--- START EXERCISE MATERIALS ---

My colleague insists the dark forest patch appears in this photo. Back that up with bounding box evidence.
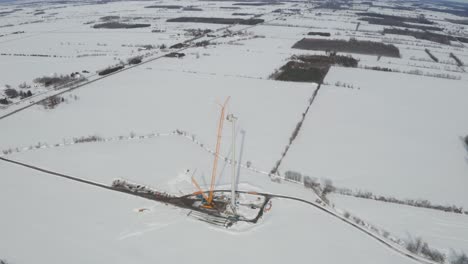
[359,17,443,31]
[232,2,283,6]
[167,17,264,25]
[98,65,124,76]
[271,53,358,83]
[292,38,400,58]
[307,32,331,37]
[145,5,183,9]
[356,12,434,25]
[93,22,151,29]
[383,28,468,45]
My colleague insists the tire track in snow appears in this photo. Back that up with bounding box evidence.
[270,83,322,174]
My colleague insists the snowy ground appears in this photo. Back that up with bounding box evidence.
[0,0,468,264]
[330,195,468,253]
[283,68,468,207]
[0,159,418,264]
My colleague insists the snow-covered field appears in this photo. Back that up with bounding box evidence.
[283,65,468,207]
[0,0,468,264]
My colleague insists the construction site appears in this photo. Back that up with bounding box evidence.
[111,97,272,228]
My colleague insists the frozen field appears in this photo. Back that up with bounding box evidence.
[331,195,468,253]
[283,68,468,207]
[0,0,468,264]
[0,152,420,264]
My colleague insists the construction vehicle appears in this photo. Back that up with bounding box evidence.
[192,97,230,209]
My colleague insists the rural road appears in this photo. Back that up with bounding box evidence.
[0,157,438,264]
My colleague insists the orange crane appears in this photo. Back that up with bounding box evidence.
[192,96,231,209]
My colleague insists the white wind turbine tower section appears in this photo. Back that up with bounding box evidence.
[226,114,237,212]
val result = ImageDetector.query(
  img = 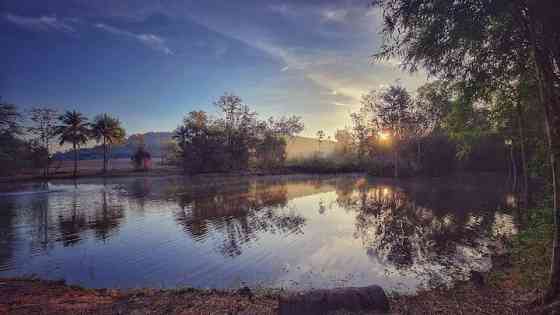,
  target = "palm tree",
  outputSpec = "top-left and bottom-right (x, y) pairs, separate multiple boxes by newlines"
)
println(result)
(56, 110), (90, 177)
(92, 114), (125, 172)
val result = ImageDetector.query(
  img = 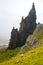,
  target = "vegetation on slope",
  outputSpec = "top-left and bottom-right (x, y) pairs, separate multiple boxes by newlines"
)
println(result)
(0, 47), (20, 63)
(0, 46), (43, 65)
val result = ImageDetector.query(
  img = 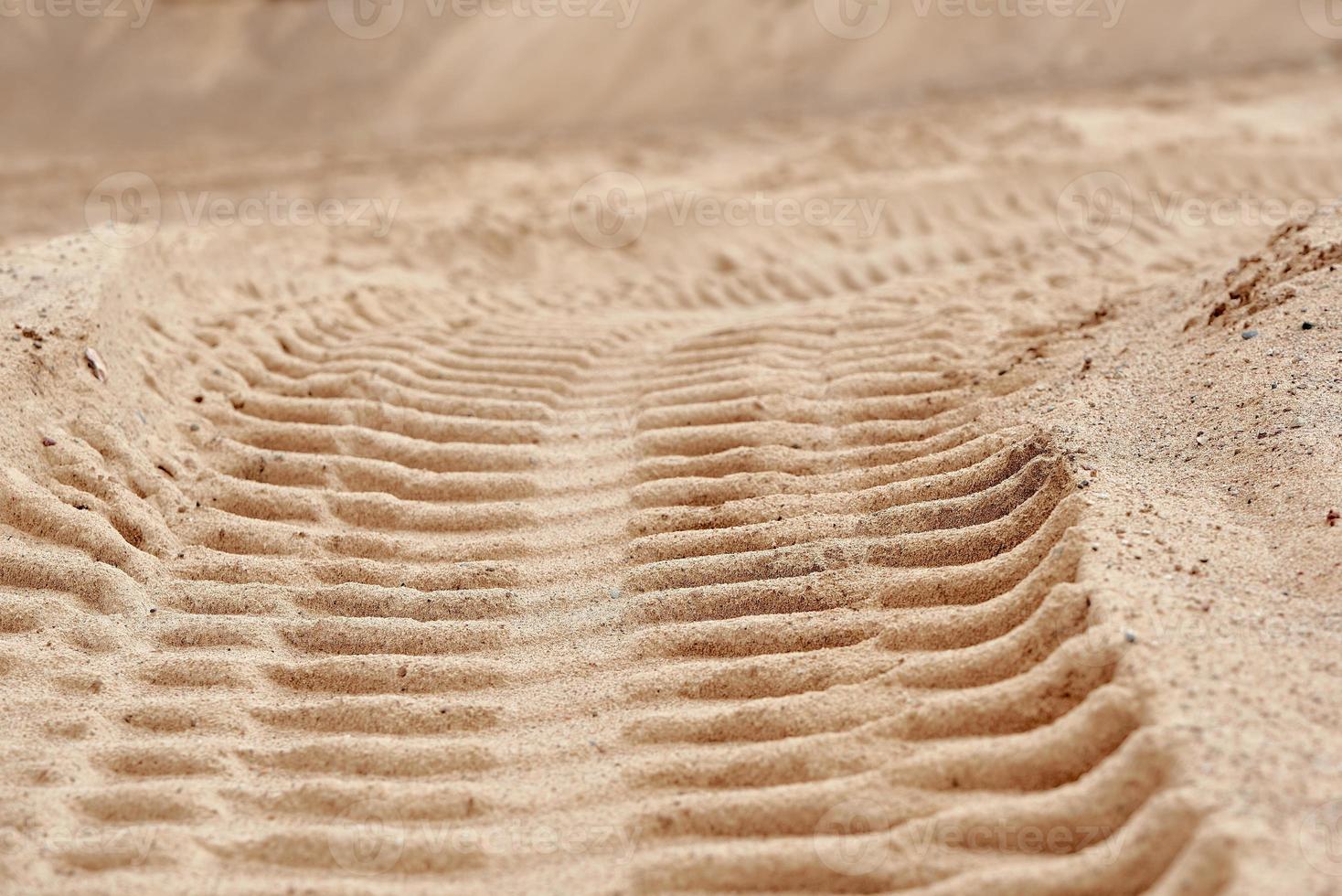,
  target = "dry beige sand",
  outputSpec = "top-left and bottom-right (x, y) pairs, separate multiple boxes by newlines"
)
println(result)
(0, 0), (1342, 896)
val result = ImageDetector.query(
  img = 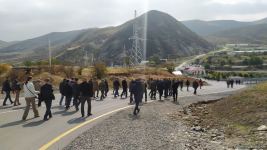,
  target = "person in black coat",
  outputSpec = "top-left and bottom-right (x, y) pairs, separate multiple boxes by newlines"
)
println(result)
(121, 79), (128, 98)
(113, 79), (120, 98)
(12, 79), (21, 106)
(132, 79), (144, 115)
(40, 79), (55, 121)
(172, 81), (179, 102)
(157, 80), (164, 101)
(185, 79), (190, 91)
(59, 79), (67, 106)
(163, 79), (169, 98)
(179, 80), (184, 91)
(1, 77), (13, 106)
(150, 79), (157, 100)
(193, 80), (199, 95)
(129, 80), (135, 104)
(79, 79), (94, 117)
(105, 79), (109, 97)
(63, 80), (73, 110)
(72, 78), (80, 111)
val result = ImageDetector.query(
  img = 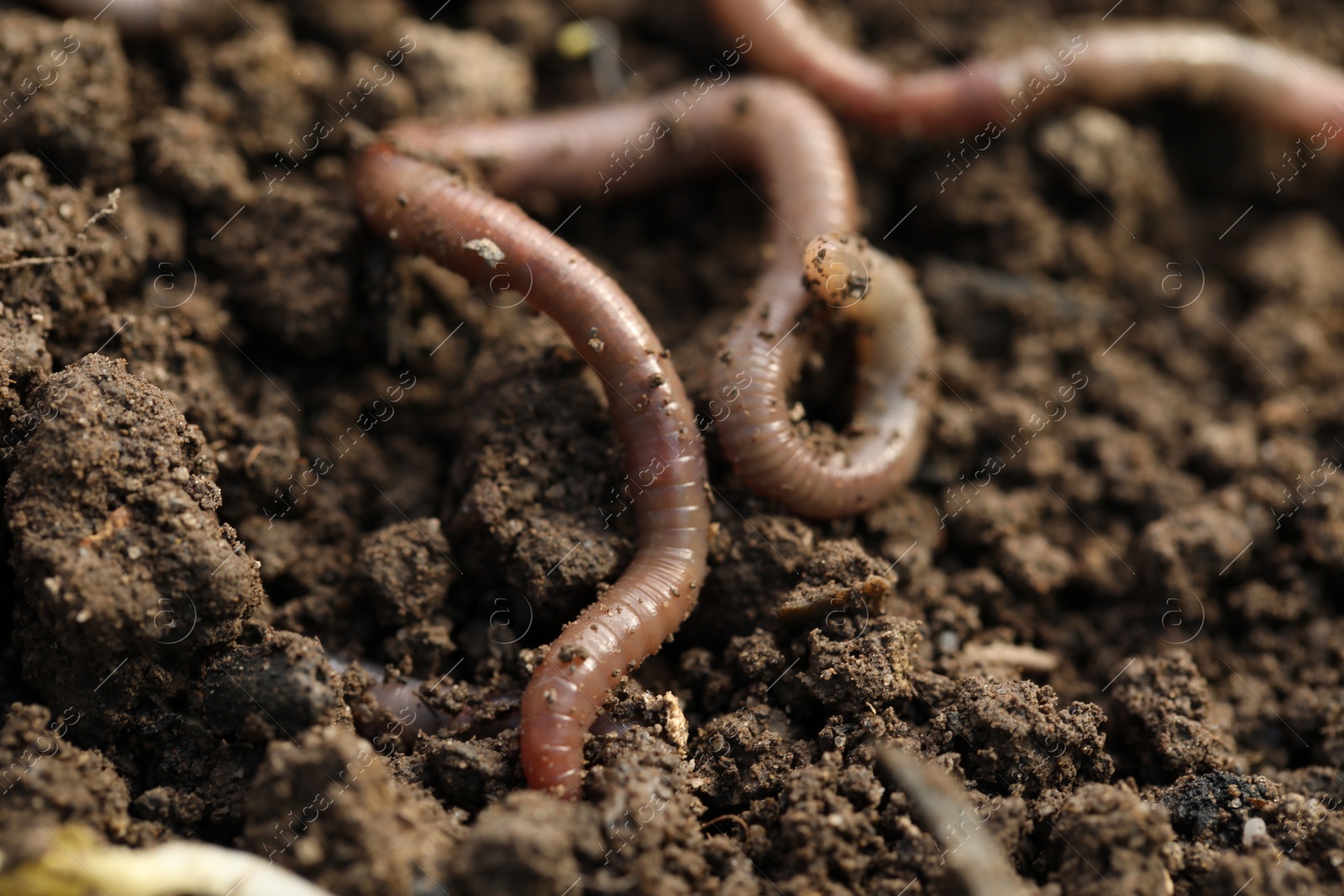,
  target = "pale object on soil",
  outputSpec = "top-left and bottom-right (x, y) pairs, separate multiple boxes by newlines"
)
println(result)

--- END EXERCISE MATERIALS ---

● **PROBLEM REQUIREMENTS**
Write out the stretch of data from the very start through the line that contains "[270,83,322,174]", both ends included, with every line kept but each bounding box coordinate in the answers multiplied by 0.75 and rounded to a whole number, halves rounding up. Leave the pictures out.

● **TASK RESULT**
My colleague insists the dark forest patch appears in this photo. Back that up with bounding box evidence.
[269,13,332,23]
[174,2,212,5]
[125,13,198,19]
[74,49,93,57]
[203,40,269,62]
[219,29,300,44]
[230,24,248,28]
[109,4,137,7]
[267,9,326,19]
[70,17,113,22]
[287,21,351,34]
My colleague insists the tire track in snow appears in this photo. Back that up with bounding box evidence.
[203,62,242,131]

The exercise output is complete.